* What you need to do: Please gather every line from the listing below that contains the string "ball", copying each one in full.
------------------------------------------------------------------------
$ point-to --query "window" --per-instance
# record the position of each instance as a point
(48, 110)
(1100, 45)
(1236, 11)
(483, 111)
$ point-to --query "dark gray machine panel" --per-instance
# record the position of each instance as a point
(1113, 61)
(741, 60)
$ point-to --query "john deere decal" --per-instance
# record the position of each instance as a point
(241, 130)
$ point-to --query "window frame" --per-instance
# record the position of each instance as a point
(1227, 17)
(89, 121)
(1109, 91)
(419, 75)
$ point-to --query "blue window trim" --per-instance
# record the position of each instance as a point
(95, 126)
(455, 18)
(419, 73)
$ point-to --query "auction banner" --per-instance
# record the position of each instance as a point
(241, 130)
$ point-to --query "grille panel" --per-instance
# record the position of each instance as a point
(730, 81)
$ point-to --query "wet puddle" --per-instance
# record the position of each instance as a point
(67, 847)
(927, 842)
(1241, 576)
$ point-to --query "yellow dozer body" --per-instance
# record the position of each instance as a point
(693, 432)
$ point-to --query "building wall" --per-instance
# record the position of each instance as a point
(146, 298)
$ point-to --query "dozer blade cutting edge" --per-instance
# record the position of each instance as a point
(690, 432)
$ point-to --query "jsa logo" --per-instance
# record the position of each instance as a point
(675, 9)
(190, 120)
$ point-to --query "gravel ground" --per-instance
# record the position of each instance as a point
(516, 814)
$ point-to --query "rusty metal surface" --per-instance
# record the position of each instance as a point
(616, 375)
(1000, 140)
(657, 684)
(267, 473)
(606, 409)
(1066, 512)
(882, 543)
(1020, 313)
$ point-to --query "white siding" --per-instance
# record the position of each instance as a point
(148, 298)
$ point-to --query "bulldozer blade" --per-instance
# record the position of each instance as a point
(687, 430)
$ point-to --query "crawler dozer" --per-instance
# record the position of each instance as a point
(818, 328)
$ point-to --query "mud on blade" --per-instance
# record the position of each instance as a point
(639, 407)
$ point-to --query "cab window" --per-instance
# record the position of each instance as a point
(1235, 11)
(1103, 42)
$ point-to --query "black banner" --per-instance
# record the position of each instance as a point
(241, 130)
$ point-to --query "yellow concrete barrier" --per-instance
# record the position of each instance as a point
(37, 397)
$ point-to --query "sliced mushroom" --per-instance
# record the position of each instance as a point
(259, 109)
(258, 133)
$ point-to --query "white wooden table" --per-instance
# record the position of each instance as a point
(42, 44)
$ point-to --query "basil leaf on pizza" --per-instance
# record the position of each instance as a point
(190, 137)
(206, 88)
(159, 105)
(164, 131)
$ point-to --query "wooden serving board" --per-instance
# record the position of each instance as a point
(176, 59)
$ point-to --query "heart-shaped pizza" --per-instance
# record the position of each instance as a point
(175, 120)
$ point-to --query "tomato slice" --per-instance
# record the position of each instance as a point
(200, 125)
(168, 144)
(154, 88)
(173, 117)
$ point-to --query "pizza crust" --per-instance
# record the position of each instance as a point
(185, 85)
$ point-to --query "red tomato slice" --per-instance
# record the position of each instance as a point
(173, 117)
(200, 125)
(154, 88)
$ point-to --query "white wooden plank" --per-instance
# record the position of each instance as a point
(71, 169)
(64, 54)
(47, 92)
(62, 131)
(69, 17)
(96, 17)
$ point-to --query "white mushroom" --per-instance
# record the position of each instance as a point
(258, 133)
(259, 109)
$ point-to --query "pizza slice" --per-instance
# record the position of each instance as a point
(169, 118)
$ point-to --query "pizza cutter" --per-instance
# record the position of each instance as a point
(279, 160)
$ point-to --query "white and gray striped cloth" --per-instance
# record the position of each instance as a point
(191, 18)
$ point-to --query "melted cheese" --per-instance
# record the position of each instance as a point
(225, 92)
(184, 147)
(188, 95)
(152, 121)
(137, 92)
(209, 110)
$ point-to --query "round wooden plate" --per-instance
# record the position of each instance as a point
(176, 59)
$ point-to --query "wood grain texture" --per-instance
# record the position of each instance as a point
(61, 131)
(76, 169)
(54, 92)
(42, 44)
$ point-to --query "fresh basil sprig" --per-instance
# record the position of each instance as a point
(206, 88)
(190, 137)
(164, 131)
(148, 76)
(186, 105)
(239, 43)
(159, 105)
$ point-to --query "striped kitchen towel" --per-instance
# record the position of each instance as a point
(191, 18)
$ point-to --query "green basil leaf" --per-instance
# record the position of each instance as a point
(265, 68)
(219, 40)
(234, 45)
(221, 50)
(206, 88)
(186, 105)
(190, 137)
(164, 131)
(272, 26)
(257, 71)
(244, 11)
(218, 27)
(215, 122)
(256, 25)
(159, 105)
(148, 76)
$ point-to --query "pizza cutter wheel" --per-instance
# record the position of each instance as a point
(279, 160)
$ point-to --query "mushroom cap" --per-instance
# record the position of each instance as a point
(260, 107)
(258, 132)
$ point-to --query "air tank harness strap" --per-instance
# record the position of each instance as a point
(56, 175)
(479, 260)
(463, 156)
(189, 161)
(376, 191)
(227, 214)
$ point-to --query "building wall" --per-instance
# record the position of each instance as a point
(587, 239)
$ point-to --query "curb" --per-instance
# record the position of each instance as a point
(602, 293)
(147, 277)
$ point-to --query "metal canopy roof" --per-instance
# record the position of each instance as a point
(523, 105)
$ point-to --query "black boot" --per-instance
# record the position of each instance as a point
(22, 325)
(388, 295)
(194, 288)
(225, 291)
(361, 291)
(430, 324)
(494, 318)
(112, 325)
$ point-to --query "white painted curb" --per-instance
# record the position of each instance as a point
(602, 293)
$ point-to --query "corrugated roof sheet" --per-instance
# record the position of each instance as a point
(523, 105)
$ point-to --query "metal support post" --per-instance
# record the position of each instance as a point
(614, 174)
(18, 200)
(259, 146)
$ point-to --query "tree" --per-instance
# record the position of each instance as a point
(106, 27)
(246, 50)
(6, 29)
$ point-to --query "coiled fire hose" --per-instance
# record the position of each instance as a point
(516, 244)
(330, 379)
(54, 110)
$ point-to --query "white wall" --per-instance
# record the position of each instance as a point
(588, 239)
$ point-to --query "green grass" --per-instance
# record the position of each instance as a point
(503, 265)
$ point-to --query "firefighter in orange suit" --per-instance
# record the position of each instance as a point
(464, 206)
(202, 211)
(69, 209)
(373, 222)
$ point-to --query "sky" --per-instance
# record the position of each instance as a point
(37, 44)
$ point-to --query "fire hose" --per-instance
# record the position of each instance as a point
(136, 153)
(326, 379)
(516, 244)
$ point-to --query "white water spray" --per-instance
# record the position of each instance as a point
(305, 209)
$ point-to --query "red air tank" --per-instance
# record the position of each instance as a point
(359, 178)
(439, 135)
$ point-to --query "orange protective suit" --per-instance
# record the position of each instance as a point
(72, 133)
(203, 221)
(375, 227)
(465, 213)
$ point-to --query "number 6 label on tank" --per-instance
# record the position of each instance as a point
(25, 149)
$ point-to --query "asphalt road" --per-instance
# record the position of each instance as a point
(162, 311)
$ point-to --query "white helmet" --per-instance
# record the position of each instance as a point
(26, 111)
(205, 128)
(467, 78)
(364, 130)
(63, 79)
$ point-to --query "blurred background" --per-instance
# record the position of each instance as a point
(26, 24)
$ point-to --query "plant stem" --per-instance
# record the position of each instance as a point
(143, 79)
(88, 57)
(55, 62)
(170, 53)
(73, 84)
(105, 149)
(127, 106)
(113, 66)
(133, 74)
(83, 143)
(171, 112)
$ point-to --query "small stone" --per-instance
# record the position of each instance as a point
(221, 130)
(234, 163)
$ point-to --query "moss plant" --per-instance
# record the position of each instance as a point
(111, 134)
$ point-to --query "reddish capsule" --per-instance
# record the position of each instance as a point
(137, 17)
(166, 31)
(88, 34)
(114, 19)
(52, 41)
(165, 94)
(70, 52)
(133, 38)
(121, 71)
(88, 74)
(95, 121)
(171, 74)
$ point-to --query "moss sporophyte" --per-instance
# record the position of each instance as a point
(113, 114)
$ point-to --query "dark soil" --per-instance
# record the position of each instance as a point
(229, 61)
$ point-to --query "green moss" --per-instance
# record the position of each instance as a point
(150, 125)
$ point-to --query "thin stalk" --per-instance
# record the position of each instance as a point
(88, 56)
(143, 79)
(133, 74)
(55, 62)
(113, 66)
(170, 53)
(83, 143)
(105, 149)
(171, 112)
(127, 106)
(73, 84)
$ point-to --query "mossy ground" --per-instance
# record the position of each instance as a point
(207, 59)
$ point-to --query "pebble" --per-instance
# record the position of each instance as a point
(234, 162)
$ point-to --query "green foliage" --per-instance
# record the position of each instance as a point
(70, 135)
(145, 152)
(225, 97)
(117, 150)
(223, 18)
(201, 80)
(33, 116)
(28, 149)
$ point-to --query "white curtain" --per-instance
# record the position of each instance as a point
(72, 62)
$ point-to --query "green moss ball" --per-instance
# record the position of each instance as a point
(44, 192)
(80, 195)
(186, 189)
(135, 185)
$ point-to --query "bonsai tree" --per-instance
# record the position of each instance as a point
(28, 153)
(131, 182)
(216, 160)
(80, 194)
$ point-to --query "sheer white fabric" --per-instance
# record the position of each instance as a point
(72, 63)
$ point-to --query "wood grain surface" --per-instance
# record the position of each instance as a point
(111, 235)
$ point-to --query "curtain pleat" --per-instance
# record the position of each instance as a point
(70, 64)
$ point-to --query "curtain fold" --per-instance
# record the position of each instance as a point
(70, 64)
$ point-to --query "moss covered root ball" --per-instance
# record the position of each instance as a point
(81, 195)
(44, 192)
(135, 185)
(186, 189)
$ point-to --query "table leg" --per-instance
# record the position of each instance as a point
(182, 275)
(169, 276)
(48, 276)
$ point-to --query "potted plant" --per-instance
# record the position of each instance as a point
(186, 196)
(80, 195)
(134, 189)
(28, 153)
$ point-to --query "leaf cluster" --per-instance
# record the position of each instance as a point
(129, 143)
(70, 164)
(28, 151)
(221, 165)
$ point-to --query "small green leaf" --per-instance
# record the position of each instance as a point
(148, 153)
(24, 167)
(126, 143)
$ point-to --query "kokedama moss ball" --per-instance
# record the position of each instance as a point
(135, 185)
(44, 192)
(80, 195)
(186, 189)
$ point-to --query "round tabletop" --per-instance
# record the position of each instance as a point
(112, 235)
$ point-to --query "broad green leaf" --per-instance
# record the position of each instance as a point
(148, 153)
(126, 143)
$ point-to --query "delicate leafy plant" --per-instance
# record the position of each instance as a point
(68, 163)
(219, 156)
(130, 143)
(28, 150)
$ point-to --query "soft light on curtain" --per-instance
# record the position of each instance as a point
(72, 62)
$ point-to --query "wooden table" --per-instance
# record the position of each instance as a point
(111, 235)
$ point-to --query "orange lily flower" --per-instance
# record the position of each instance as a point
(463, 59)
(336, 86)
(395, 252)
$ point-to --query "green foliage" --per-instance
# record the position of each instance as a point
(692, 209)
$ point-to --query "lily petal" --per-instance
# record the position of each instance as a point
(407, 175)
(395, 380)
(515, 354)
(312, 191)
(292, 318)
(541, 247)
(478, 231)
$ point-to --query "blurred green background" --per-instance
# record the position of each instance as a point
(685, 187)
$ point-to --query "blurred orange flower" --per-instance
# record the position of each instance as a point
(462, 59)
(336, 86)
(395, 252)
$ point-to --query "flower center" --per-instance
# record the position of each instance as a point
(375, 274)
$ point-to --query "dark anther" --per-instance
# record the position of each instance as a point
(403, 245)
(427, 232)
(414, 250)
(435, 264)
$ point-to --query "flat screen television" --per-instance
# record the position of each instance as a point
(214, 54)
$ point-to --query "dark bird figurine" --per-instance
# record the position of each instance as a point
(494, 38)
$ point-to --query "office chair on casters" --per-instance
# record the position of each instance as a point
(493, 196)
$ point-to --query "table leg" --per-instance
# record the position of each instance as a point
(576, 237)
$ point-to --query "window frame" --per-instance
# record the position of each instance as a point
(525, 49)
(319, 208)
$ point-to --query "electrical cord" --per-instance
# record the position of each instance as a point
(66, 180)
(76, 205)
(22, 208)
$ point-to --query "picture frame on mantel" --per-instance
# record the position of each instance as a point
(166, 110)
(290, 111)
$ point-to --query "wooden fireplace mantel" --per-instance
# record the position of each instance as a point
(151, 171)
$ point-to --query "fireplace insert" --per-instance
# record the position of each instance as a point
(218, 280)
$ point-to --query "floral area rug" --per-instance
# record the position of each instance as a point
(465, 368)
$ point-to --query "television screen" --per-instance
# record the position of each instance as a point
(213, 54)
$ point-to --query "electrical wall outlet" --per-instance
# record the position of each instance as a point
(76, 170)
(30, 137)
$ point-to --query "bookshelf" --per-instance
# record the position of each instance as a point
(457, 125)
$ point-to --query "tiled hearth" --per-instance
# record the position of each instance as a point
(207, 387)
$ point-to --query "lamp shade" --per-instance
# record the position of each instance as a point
------------------------------------------------------------------------
* Task solution:
$ point-to --query "green moss ball" --per-instance
$ point-to --query "moss covered root ball" --per-instance
$ point-to --query "kokedama moss ball" --per-instance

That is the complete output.